Exercise details - Copy every line that contains the string "stone" from the entries below.

Top of Data shown

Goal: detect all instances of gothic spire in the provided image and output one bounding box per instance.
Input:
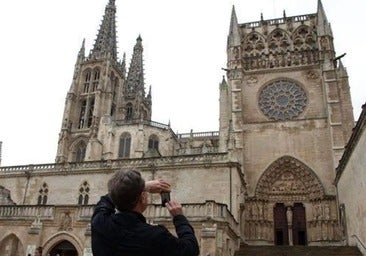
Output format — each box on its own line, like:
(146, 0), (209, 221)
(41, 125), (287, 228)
(228, 6), (241, 48)
(338, 59), (348, 77)
(317, 0), (332, 36)
(90, 0), (118, 60)
(77, 39), (85, 64)
(126, 35), (145, 95)
(120, 52), (127, 78)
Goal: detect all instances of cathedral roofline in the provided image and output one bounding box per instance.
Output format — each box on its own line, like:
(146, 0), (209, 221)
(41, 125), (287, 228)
(239, 13), (317, 29)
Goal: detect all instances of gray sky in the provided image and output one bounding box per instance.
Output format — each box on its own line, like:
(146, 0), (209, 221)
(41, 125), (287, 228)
(0, 0), (365, 166)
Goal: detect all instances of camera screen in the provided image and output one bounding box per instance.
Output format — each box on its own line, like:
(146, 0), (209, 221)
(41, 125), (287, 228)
(161, 192), (170, 207)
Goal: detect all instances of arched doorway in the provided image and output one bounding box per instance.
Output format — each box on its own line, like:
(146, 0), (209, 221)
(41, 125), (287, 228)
(0, 234), (24, 256)
(48, 240), (78, 256)
(248, 156), (326, 245)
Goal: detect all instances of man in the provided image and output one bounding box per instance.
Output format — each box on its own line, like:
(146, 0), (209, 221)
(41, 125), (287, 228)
(91, 169), (199, 256)
(34, 247), (42, 256)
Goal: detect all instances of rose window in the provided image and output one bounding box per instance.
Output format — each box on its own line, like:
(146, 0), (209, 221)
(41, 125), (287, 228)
(259, 80), (307, 121)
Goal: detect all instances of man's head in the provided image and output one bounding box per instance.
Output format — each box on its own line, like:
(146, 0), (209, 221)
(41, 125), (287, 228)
(34, 247), (42, 256)
(108, 169), (145, 211)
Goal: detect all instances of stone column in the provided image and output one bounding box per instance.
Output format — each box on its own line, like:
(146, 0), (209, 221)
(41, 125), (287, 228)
(286, 206), (293, 245)
(200, 224), (217, 256)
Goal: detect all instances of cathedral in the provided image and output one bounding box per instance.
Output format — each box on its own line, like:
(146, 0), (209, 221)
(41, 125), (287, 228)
(0, 0), (365, 255)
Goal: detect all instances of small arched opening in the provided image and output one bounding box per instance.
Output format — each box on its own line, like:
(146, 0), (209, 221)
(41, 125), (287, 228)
(48, 240), (78, 256)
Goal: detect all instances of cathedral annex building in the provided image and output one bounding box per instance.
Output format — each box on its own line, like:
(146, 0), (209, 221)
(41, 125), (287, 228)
(0, 0), (364, 255)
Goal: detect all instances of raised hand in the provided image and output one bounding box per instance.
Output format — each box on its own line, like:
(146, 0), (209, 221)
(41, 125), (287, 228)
(166, 201), (183, 217)
(145, 179), (171, 194)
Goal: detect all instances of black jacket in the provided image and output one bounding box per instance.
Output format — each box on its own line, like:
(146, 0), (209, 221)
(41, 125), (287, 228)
(91, 195), (200, 256)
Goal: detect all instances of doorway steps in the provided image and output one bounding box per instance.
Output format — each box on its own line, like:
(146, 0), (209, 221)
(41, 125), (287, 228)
(235, 245), (362, 256)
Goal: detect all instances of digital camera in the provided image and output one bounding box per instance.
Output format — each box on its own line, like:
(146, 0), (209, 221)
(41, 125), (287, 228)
(160, 192), (170, 207)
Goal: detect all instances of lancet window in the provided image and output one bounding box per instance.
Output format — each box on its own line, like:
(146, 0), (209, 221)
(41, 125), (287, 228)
(148, 134), (159, 152)
(75, 141), (86, 162)
(78, 181), (90, 205)
(119, 132), (131, 158)
(37, 183), (48, 205)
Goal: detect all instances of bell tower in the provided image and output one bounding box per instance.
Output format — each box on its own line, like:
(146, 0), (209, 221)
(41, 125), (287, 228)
(56, 0), (151, 163)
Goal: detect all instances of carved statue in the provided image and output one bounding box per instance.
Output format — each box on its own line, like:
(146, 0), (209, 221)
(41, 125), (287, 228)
(286, 207), (293, 225)
(59, 212), (73, 231)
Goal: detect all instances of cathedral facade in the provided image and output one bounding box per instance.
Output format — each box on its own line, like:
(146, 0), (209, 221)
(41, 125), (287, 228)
(0, 0), (358, 255)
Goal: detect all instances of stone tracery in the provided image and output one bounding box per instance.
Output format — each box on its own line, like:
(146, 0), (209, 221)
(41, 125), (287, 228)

Bottom of Data shown

Expected answer -
Goal: detect all instances of stone column in the provided image and output one bounding box per instance.
Goal: detect all instances of stone tracery in the provided image and output one bounding box per instance.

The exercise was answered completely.